• **Stored data**:
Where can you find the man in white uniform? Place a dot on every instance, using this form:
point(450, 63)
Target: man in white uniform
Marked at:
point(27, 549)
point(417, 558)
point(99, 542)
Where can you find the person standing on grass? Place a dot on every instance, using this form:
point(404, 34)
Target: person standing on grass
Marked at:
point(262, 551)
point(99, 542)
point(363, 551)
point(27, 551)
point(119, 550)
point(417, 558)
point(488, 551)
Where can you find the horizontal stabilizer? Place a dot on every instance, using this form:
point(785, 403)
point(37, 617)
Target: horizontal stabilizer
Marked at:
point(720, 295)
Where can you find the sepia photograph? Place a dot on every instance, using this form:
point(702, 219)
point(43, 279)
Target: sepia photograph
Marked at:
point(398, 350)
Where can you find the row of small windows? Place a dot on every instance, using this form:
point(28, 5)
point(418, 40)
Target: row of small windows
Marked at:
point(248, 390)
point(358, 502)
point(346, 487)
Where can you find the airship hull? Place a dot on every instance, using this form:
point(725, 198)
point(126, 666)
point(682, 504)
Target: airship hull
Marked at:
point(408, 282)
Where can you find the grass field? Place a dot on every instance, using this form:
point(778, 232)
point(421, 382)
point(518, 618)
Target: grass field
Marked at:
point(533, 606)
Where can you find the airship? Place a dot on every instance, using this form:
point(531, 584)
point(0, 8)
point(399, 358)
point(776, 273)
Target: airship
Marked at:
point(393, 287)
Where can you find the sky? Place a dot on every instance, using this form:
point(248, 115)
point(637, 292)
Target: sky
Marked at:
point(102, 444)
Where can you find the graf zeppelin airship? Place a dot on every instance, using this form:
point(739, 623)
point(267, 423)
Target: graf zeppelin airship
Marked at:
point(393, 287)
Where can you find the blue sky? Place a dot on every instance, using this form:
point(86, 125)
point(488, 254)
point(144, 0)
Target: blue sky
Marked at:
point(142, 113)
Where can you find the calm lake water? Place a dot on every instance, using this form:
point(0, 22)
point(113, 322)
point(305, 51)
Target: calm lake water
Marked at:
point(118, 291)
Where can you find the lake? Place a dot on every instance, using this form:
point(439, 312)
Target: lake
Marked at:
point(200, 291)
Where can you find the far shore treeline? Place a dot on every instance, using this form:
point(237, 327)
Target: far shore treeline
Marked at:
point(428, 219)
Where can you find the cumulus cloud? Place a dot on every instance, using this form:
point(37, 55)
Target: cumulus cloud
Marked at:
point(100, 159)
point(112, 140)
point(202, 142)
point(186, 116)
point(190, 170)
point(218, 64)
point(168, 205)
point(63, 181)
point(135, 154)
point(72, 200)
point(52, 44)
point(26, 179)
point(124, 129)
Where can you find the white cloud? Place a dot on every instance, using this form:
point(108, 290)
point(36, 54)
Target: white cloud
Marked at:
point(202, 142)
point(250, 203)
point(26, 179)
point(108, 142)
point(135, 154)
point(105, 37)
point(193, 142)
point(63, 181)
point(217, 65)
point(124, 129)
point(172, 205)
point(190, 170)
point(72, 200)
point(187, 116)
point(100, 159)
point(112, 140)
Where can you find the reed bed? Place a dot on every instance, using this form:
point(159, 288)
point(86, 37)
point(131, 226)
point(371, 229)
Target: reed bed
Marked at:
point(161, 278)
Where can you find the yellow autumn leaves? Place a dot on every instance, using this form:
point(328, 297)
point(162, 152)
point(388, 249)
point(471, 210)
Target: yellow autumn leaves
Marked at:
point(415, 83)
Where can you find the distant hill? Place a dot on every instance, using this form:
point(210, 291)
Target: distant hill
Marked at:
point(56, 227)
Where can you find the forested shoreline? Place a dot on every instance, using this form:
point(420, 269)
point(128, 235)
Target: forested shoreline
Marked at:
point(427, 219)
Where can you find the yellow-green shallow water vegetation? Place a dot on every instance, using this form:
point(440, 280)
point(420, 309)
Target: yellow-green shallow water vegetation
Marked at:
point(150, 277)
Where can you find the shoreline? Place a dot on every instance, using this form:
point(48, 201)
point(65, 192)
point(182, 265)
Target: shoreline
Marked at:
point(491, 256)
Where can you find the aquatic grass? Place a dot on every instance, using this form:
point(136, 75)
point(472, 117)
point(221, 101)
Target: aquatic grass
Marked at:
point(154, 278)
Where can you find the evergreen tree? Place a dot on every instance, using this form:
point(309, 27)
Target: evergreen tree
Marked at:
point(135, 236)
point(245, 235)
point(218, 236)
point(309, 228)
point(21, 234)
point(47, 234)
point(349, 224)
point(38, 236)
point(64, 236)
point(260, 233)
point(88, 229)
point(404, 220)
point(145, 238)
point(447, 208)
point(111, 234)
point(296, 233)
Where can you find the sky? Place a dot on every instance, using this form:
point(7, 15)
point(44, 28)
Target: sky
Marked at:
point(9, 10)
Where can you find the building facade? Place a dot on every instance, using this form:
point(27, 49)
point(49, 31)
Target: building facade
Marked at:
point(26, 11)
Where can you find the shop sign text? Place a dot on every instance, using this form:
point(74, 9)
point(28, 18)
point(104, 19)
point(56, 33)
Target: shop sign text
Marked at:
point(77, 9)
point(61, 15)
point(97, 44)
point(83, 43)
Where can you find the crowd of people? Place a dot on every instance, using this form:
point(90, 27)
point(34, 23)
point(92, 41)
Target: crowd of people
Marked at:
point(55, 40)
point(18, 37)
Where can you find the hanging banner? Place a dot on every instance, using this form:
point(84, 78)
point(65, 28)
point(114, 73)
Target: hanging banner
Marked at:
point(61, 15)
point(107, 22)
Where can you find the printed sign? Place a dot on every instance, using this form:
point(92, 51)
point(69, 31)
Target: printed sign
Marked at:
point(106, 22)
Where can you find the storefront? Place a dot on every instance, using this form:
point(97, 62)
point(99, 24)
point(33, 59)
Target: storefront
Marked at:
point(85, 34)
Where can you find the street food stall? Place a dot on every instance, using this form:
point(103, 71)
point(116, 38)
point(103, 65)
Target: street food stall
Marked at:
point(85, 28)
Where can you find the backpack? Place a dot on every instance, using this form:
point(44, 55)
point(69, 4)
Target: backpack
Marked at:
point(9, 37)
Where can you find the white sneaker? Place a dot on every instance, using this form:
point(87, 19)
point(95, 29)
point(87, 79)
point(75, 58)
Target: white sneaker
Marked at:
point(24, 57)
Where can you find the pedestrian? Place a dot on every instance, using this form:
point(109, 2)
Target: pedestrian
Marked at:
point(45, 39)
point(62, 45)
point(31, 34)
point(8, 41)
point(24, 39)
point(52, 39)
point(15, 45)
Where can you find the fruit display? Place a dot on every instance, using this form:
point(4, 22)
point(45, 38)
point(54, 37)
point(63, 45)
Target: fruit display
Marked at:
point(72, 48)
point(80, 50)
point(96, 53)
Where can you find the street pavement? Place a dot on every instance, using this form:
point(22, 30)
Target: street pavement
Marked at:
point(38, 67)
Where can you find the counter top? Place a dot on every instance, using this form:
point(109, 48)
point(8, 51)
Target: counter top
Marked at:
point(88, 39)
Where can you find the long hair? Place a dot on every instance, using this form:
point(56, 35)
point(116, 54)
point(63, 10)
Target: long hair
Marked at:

• **Task description**:
Revise the entries above, swapping each "Marked at" for "Located at" and keeping every other character identical.

• **Problem solution**:
Where can you find the man in white uniform? Place a dot on every instance, using this form:
point(450, 63)
Target: man in white uniform
Located at:
point(27, 549)
point(417, 558)
point(99, 542)
Where can you find the person standing on grass? Place a dot on every instance, using this form:
point(404, 34)
Target: person standing on grass
Located at:
point(262, 551)
point(99, 542)
point(363, 551)
point(27, 551)
point(119, 550)
point(417, 558)
point(488, 551)
Where can you find the horizontal stabilizer? Place a dot on every instance, using this form:
point(785, 403)
point(37, 617)
Target: horizontal stabilizer
Located at:
point(720, 295)
Where can you find the sepia photograph? Place a dot on every instance, using this form:
point(702, 219)
point(43, 279)
Target: sepia photograph
Located at:
point(398, 350)
Where can you find the row of small windows? Place a dot on every instance, using this form:
point(28, 5)
point(418, 40)
Target: row of small windows
Located at:
point(248, 390)
point(358, 502)
point(346, 487)
Where can you find the airship hull? Place a dot on every instance, using this form:
point(725, 198)
point(126, 666)
point(682, 504)
Target: airship hull
Located at:
point(408, 282)
Where can you find the grass field? Place a dot on every instance, using this form:
point(778, 232)
point(421, 382)
point(518, 618)
Target: grass field
Located at:
point(533, 606)
Where can you find the airship? Place a dot on every instance, using this form:
point(531, 584)
point(0, 8)
point(399, 358)
point(776, 273)
Target: airship
Located at:
point(393, 287)
Where can you find the sky? Place a dot on every instance, using this form:
point(248, 115)
point(637, 292)
Target: sky
Located at:
point(102, 444)
Where can you find the graf zeppelin airship? Place a dot on every instance, using this form:
point(739, 623)
point(267, 423)
Target: graf zeppelin airship
Located at:
point(393, 287)
Where can you find the blue sky? Place a dot on every instance, using this form:
point(86, 125)
point(488, 254)
point(144, 0)
Target: blue sky
Located at:
point(142, 113)
Where can you find the calm lake water? Place a dot on every instance, using this form:
point(0, 22)
point(113, 322)
point(305, 51)
Target: calm lake water
Located at:
point(118, 291)
Where can you find the lake? Place a dot on every instance, using this form:
point(439, 312)
Target: lake
Located at:
point(200, 291)
Where can you find the far shore treeline? Place a dot on every instance, using this form:
point(237, 327)
Target: far shore treeline
Located at:
point(428, 219)
Where can you find the cumulus cloud? Place a dot on every instance, using this form:
point(37, 55)
Target: cumulus cloud
Located at:
point(100, 159)
point(112, 140)
point(202, 142)
point(186, 116)
point(190, 170)
point(218, 64)
point(168, 205)
point(63, 181)
point(135, 154)
point(72, 200)
point(52, 44)
point(26, 179)
point(124, 129)
Where can you find the white cloud? Place a dot on every instance, using this form:
point(108, 290)
point(36, 54)
Target: white cloud
Located at:
point(202, 142)
point(250, 203)
point(26, 179)
point(108, 142)
point(135, 154)
point(105, 37)
point(193, 142)
point(63, 181)
point(217, 65)
point(124, 129)
point(172, 205)
point(190, 170)
point(72, 200)
point(187, 116)
point(100, 159)
point(112, 140)
Where can you find the reed bed? Place a dot on every instance, using this form:
point(159, 288)
point(86, 37)
point(131, 226)
point(371, 229)
Target: reed bed
Located at:
point(161, 278)
Where can you find the yellow autumn leaves? Place a dot on every instance, using this form:
point(328, 297)
point(162, 152)
point(388, 249)
point(471, 210)
Target: yellow autumn leaves
Located at:
point(415, 83)
Where can you find the distant hill? Place a dot on every instance, using this form:
point(210, 291)
Target: distant hill
Located at:
point(56, 227)
Where can you find the forested shoreline? Place a dot on every instance, using this form:
point(420, 269)
point(128, 235)
Target: forested shoreline
Located at:
point(427, 219)
Where can you find the yellow-green shallow water vegetation? Place a dot on every instance, using this form:
point(440, 280)
point(420, 309)
Target: yellow-green shallow water vegetation
Located at:
point(150, 277)
Where can you find the shoreline? Place a dot on every instance, using this form:
point(48, 201)
point(65, 192)
point(182, 265)
Target: shoreline
Located at:
point(491, 256)
Where can you find the aquatic grass? Place a dot on every instance, using this form:
point(136, 75)
point(472, 117)
point(221, 101)
Target: aquatic grass
Located at:
point(154, 278)
Where can you find the evergreen tree? Place a dot on every instance, using this form:
point(309, 27)
Target: evergreen tree
Located at:
point(135, 236)
point(245, 235)
point(218, 236)
point(309, 228)
point(21, 234)
point(47, 234)
point(349, 224)
point(38, 236)
point(64, 236)
point(260, 233)
point(88, 229)
point(404, 220)
point(145, 238)
point(447, 208)
point(111, 234)
point(296, 233)
Where can you find the sky? Place a dot on every instance, using this form:
point(7, 15)
point(44, 28)
Target: sky
Located at:
point(9, 10)
Where can you find the building facade? Place a dot on every instance, using this form:
point(27, 49)
point(49, 31)
Target: building facade
Located at:
point(26, 11)
Where can you find the shop sign text? Place a dot on every instance, using this form:
point(74, 9)
point(28, 18)
point(104, 19)
point(56, 33)
Target: shop sign text
Located at:
point(77, 9)
point(61, 15)
point(97, 44)
point(83, 43)
Where can you find the crowd of people? Place a dot on every instance, using this form:
point(90, 27)
point(34, 23)
point(92, 41)
Target: crowd of people
Located at:
point(55, 40)
point(18, 37)
Where can you find the hanging banner? Place a dot on every instance, using this form:
point(84, 78)
point(65, 28)
point(114, 73)
Target: hanging banner
Located at:
point(61, 15)
point(107, 22)
Where can you find the printed sign? Place a dot on every instance, using this form:
point(92, 51)
point(69, 31)
Target: printed sign
Located at:
point(106, 22)
Where can you find the storefront? Place a dot on every instance, using this form:
point(97, 62)
point(99, 24)
point(33, 59)
Target: storefront
Located at:
point(85, 34)
Where can you find the street food stall? Place a dot on every instance, using this form:
point(103, 71)
point(116, 38)
point(103, 65)
Target: street food stall
Located at:
point(85, 28)
Where can you find the backpack? Place a dot on every instance, using this form:
point(44, 55)
point(69, 4)
Target: backpack
Located at:
point(9, 37)
Where can you find the white sneaker? Place a dot on every instance, using this form:
point(87, 19)
point(95, 29)
point(87, 79)
point(75, 58)
Target: white sneaker
Located at:
point(24, 57)
Where can you find the pedestrian? Place a dot on every instance, using this form:
point(109, 2)
Target: pedestrian
Located at:
point(45, 39)
point(62, 45)
point(31, 34)
point(8, 41)
point(24, 39)
point(52, 39)
point(15, 45)
Where can you find the fruit display? Place a dot on every instance, using this form:
point(4, 22)
point(45, 38)
point(54, 37)
point(63, 45)
Target: fruit display
Located at:
point(72, 48)
point(80, 50)
point(96, 53)
Where can you find the street pavement? Place a dot on every instance, using this form:
point(22, 30)
Target: street pavement
Located at:
point(38, 67)
Where can you find the counter top? Place a dot on every instance, using this form:
point(109, 48)
point(8, 51)
Target: counter top
Located at:
point(88, 39)
Where can you find the long hair? Place a dot on every instance, using this form:
point(56, 35)
point(116, 54)
point(63, 10)
Target: long hair
Located at:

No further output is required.